### Text extract
----------

Here’s an interesting question raised by Uwe Hesse: “if you drop a table when someone else is querying it, what happens to their query?”
It’s an interesting demonstration of how many features you have to consider before you reach a conclusion – and while you may start by assuming that the question is irrelevant to a production system, when you think a little more carefully that’s not necessarily the case.
Often I’ve tried to imagine how a 24/24h system can do such things.
Well, you can stop the service for a moment…but what if that moment means millions of euros?
It would be great to have transactional DDL!
Bye,
Antonio
Comment by lascoltodelvenerdi — November 25, 2009 @ 3:44 pm GMT Nov 25,2009 |
It would be great to have transactional DDL!
… like DB2 :-)
Comment by Connor McDonald — November 26, 2009 @ 2:38 am GMT Nov 26,2009 |
I remember transaction DDL in Ingres around 15-20 years ago.

----------

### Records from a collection
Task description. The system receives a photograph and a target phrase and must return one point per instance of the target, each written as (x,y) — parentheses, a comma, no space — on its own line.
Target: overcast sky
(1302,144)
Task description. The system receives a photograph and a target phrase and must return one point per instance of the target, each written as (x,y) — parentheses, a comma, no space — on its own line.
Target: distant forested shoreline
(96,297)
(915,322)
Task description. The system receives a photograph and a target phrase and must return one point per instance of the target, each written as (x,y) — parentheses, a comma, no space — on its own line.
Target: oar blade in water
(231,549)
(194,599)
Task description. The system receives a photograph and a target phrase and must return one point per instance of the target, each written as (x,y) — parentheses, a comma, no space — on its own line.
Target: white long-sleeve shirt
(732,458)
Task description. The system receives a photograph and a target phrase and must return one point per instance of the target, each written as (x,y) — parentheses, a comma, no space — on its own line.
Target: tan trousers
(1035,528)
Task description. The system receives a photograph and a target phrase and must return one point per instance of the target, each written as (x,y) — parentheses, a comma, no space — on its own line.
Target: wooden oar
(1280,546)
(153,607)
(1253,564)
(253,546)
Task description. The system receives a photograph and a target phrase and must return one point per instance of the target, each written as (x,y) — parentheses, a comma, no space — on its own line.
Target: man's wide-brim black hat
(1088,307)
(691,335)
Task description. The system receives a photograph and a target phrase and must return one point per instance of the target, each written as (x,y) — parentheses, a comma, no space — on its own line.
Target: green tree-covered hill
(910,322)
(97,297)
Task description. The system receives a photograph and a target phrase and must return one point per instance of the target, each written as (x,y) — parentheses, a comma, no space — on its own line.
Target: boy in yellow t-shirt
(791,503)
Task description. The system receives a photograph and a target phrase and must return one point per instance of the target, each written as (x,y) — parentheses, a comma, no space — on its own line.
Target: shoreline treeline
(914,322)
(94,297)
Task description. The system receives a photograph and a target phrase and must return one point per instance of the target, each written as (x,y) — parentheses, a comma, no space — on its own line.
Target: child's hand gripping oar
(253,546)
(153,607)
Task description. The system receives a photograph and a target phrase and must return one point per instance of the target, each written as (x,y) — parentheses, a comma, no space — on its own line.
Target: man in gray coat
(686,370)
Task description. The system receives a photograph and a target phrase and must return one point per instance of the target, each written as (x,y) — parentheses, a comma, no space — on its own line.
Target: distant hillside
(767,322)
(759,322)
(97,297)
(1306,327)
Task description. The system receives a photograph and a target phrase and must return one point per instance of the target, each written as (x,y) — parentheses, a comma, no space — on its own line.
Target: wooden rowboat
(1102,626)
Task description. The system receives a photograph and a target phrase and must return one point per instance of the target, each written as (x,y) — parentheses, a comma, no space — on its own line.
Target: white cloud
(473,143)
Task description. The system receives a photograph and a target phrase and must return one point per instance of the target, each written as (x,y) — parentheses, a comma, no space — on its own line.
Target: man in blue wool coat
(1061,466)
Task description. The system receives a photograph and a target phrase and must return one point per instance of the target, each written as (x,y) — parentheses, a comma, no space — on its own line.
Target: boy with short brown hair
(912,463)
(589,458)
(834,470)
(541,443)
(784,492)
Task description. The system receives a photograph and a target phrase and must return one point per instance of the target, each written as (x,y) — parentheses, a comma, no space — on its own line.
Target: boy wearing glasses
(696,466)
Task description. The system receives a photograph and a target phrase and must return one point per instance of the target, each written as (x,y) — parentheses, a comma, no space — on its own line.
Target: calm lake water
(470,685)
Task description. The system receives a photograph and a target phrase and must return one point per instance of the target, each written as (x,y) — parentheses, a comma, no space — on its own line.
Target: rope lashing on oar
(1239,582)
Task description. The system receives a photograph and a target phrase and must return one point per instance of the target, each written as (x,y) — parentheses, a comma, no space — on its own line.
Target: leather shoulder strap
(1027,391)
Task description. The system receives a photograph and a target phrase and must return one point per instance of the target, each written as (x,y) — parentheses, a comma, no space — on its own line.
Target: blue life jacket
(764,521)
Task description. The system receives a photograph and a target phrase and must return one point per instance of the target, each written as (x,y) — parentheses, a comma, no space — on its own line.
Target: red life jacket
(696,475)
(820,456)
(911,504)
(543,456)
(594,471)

----------

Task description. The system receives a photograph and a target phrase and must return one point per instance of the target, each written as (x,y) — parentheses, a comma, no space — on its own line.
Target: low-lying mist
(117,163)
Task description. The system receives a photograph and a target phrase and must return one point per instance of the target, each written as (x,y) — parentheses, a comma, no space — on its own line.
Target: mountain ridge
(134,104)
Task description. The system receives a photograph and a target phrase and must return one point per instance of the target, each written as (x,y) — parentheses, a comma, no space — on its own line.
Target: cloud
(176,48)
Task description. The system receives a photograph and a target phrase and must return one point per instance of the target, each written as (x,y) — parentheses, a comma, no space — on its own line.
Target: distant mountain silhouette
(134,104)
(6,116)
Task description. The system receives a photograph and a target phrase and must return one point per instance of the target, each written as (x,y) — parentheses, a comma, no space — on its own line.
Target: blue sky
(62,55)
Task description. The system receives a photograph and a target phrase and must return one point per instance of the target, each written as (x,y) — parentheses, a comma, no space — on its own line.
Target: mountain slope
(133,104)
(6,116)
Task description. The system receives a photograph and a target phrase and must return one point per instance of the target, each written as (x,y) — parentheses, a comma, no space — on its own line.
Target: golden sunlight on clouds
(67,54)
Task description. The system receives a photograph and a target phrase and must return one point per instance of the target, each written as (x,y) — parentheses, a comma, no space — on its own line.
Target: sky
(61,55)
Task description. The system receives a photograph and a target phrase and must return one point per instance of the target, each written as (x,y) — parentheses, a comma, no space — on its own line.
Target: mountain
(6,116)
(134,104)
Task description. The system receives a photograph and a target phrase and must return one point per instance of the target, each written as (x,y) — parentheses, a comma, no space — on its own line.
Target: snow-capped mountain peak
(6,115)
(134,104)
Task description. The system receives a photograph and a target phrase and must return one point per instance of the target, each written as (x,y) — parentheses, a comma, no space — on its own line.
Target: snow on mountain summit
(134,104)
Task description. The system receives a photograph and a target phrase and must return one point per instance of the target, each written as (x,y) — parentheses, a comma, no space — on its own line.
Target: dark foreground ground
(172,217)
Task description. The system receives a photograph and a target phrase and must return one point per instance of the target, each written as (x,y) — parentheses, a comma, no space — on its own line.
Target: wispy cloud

----------

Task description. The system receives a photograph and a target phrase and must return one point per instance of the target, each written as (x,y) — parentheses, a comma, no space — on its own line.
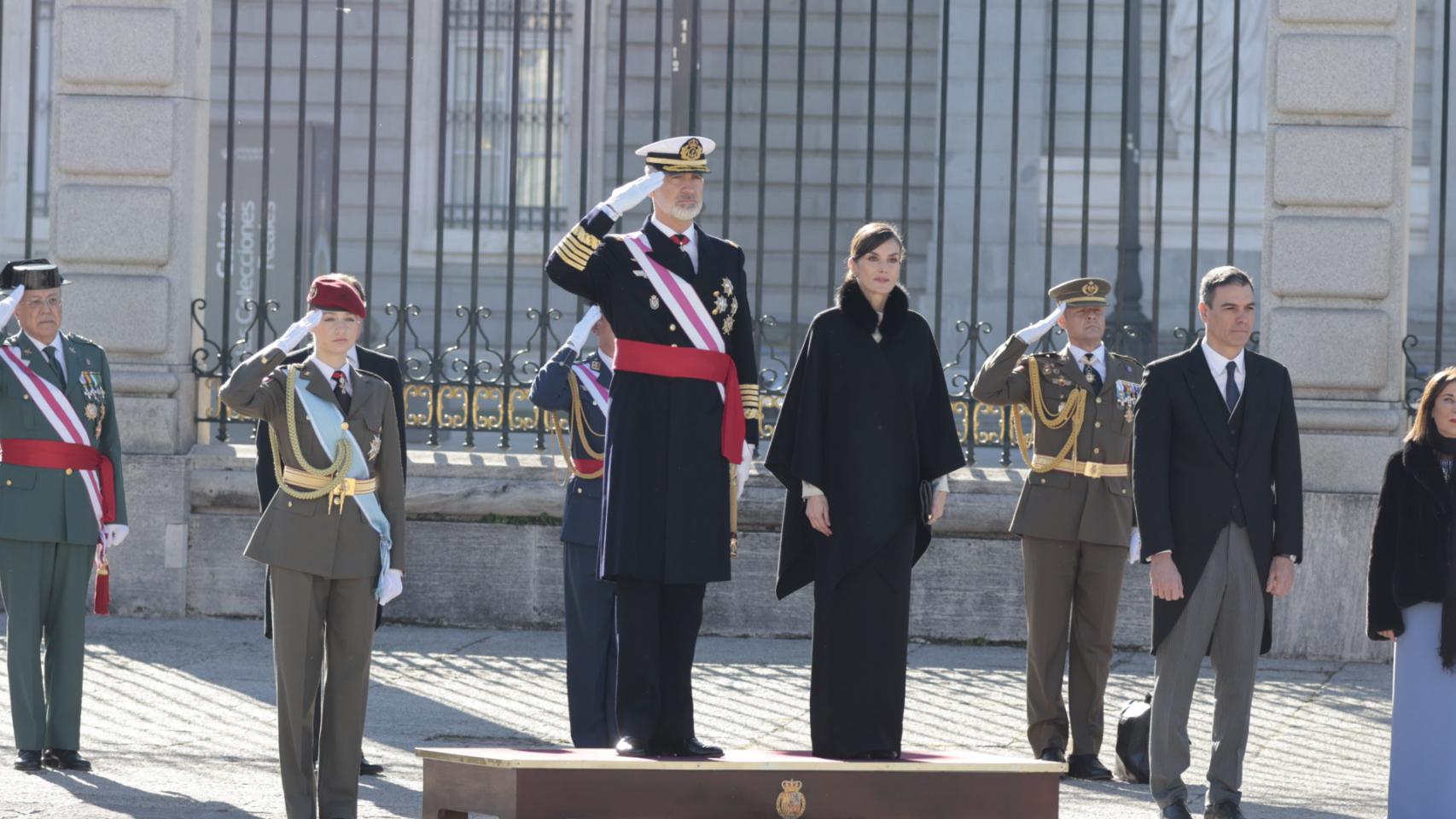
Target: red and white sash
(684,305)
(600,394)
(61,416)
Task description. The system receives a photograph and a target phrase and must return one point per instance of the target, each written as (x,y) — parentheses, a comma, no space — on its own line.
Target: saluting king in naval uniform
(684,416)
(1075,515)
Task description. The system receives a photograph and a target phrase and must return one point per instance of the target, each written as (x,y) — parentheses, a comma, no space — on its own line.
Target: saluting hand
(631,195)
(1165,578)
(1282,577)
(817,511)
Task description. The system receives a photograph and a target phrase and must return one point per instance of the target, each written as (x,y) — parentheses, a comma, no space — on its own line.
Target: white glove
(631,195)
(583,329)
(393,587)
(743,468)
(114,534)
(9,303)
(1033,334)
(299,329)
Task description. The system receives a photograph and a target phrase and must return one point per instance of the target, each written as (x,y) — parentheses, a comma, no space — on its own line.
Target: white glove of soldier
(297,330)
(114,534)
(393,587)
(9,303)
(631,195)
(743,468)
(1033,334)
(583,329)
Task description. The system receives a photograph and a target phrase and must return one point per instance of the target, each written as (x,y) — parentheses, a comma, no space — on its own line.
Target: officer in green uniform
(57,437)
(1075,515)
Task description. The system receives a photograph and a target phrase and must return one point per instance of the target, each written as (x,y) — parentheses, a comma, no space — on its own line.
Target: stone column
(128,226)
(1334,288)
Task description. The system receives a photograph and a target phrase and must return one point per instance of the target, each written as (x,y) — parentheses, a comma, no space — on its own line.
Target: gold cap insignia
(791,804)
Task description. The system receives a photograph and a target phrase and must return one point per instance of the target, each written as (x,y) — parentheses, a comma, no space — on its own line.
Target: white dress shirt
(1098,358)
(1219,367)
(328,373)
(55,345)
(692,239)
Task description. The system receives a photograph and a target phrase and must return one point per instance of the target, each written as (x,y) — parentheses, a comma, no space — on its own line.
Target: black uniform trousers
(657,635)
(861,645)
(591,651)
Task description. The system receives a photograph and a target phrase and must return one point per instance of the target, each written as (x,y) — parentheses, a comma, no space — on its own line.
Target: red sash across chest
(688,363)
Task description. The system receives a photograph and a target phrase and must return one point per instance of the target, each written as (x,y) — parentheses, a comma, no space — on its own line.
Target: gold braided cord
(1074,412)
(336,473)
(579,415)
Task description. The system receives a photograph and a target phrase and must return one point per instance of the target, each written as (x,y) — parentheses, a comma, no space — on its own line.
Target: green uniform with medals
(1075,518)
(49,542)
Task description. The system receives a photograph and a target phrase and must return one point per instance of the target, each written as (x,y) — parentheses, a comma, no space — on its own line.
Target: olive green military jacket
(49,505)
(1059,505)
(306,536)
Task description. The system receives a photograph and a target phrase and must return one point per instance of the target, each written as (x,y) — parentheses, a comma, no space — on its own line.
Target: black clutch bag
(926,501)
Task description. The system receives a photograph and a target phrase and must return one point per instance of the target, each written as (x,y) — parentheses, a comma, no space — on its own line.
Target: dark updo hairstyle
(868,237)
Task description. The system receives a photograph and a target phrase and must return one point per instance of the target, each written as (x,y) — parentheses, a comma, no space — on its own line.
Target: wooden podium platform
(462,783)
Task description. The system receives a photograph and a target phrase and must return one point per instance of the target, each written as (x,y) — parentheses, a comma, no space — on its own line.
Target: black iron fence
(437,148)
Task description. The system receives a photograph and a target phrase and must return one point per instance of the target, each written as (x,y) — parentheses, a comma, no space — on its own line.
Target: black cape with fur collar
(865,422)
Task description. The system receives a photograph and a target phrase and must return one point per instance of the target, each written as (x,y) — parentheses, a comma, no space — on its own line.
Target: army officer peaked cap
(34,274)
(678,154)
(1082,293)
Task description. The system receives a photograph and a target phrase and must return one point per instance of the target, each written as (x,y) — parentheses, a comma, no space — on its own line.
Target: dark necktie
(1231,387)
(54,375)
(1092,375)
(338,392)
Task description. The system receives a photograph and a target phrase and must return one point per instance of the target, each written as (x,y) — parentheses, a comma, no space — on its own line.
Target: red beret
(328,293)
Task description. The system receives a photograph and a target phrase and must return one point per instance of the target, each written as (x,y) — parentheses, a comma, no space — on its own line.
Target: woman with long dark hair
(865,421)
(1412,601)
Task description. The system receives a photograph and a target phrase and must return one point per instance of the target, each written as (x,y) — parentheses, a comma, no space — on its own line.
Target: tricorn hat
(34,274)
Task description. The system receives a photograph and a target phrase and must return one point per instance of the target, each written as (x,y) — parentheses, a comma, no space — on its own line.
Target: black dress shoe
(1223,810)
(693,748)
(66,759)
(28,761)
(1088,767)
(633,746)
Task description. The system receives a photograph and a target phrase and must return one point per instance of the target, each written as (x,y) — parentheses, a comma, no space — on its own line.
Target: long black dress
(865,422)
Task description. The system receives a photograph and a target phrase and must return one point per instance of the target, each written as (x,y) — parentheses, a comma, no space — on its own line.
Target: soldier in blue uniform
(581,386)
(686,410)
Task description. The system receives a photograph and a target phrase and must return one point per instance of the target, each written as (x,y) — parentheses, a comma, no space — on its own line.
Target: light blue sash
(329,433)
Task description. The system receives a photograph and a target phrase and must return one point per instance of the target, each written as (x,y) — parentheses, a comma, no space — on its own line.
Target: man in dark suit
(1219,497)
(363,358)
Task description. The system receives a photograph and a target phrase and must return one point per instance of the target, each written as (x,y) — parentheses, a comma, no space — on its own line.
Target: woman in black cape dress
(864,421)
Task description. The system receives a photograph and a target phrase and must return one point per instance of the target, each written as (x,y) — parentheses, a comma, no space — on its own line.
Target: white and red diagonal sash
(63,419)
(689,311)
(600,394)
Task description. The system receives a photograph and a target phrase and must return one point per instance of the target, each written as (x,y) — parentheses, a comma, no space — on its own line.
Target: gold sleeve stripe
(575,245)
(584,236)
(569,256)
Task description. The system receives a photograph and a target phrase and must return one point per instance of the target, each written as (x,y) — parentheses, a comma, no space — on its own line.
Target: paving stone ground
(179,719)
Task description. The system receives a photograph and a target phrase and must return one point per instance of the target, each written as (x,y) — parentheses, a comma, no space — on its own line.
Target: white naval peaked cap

----------

### Set tasks
a - Answer these questions about the discussion on dropping a table mid-query, one answer per line:
(i) Who raised the question about dropping a table that someone else is querying?
(ii) Which database does the reply to "It would be great to have transactional DDL!" name?
(iii) Which database does the last comment recall having transactional DDL, and how long ago?
b - Carry on the discussion on dropping a table mid-query from after its last line.

### Expected outputs
a -
(i) Uwe Hesse
(ii) DB2
(iii) Ingres, around 15-20 years ago

b -
It came as quite a shock when I found Oracle committed after creating a ‘temporary’ table. Once I learnt I didn’t need all the temporary tables (because the concurrency mechanism was better), it wasn’t an issue.
Comment by Gary — November 26, 2009 @ 4:46 am GMT Nov 26,2009 |
> … like DB2
… or like PostgreSQL :)
Comment by Hans — November 26, 2009 @ 7:53 am GMT Nov 26,2009 |
On an 11G R1.1.0.6.0 test system I get the following error on the querying session:-
ORA-08103: object no longer exists.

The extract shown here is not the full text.